Em sua vida repleta de conquistas, eis que chega a terceira flecha. Na primeira participação olímpica da vida, durante os Jogos do Rio – 2016, fez história se tornando a primeira arqueira negra brasileira a participar dos Jogos, e mais: conseguiu o melhor resultado olímpico da história do Brasil no tiro com arco. Ainda em 2016, recebeu o Prêmio Brasil Olímpico de melhor atleta do ano.
Foi campeã brasileira na dupla mista no 47º Campeonato Brasileiro e venceu o Pan-Americano, em Monterrey (México) no individual feminino e na dupla mista.
Nas olimpíadas de Tóquio, fui a única representante brasileira no torneio individual feminino de tiro com arco. Hoje, é a única atleta negra entre as 50 do ranking mundial e está entre as top 10 das Américas.
Em entrevista ao Conexão do Povo, Ane Marcelle, falou dos desafios e momentos difíceis:
“Eu passei por muitos momentos difíceis, muitas vezes a minha família economizava na alimentação para poder pagar o aluguel. Na verdade, já ficamos até sem comer. Outro problema que enfrentei foi o preconceito, com a ajuda da minha família pude superar tudo”.
O Tiro com Arco requer muito esforço, controle e foco, um esporte que é para ser acompanhado com silêncio e que cada respiração pode te levar a vitória ou a derrota.

+ + +

Instruções da atividade:
(1) Liste, por favor, todas as competições esportivas mencionadas no texto sobre a arqueira Ane Marcelle.
(2) Escreva a continuação do texto sobre a arqueira Ane Marcelle, começando logo após a última frase.

Conteúdo dos dados:
+ + +

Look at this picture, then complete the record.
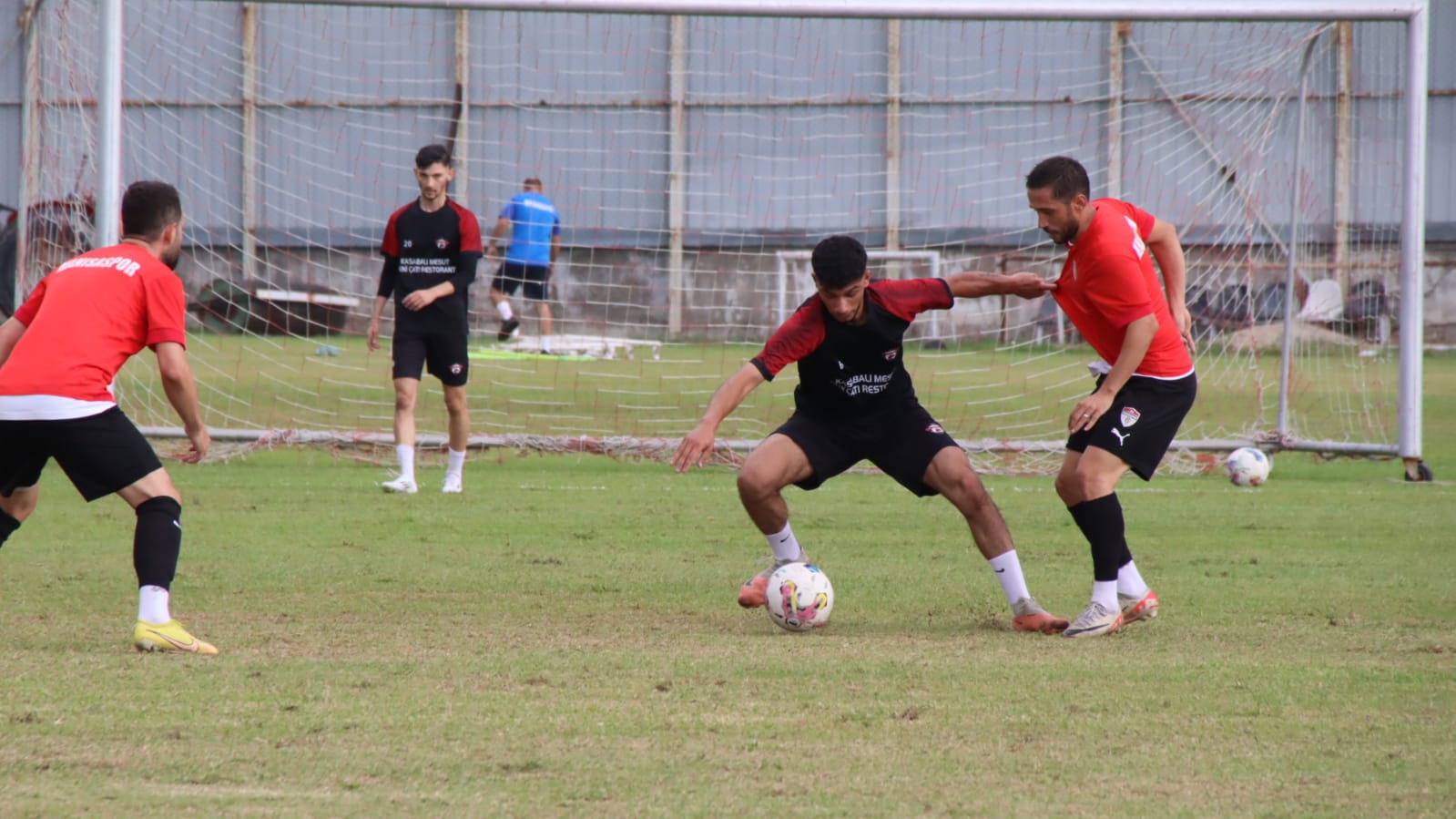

+ + +

Resultados do exercício:
(1)
- Jogos do Rio 2016
- 47º Campeonato Brasileiro
- Pan-Americano, em Monterrey (México)
- Olimpíadas de Tóquio

(2)
A arqueira destacou para nossa equipe a sua rotina de treinamentos e a importância do psicológico:
“Tenho uma rotina diária de treinos de segunda a sábado e feriados. Por dia, atiro em média 350 flechas, porém, o principal exercício e treinamento é o psicológico. Temos que ter um controle muito forte, qualquer distração ou pensamentos negativos, nos fazem perder o controle do disparo”.
Com o fim das Olimpíadas de 2016, e com o início do ciclo para as Olimpíadas de 2020, que foram remarcadas para 2021 devido à pandemia de Covid-19, a atleta enfrentou vários problemas e desafios durante este período.
Segundo a própria Ane, a primeira parte do ciclo foi bem ruim, pois estava sem técnico e o rendimento foi caindo junto com a motivação. Todavia, a chegada do técnico Jorge Luiz Carrasco foi uma virada de chave, e as coisas começaram a melhorar a partir de 2021, ano da medalha de ouro do Torneio Pré-Olímpico das Américas e a conquista da vaga para as Olimpíadas de Tóquio, sendo a única mulher do país no tiro com arco na competição.
Essa transformação mudou a arqueira que citou sobre amadurecimento:
“Eu amadureci muito! Isso me fez tornar uma mulher de atitude e saber lidar com as dificuldades da vida. No começo, eu não sabia lidar com as dificuldades e pensava logo em desistir, mas o esporte me ensinou a não jogar a toalha”.
Com a atual gestão, a Confederação Brasileira de Tiro com Arco – Brasil Arco – tem proporcionado aos seus atletas, uma estrutura de excelência, levando-os a grandes resultados.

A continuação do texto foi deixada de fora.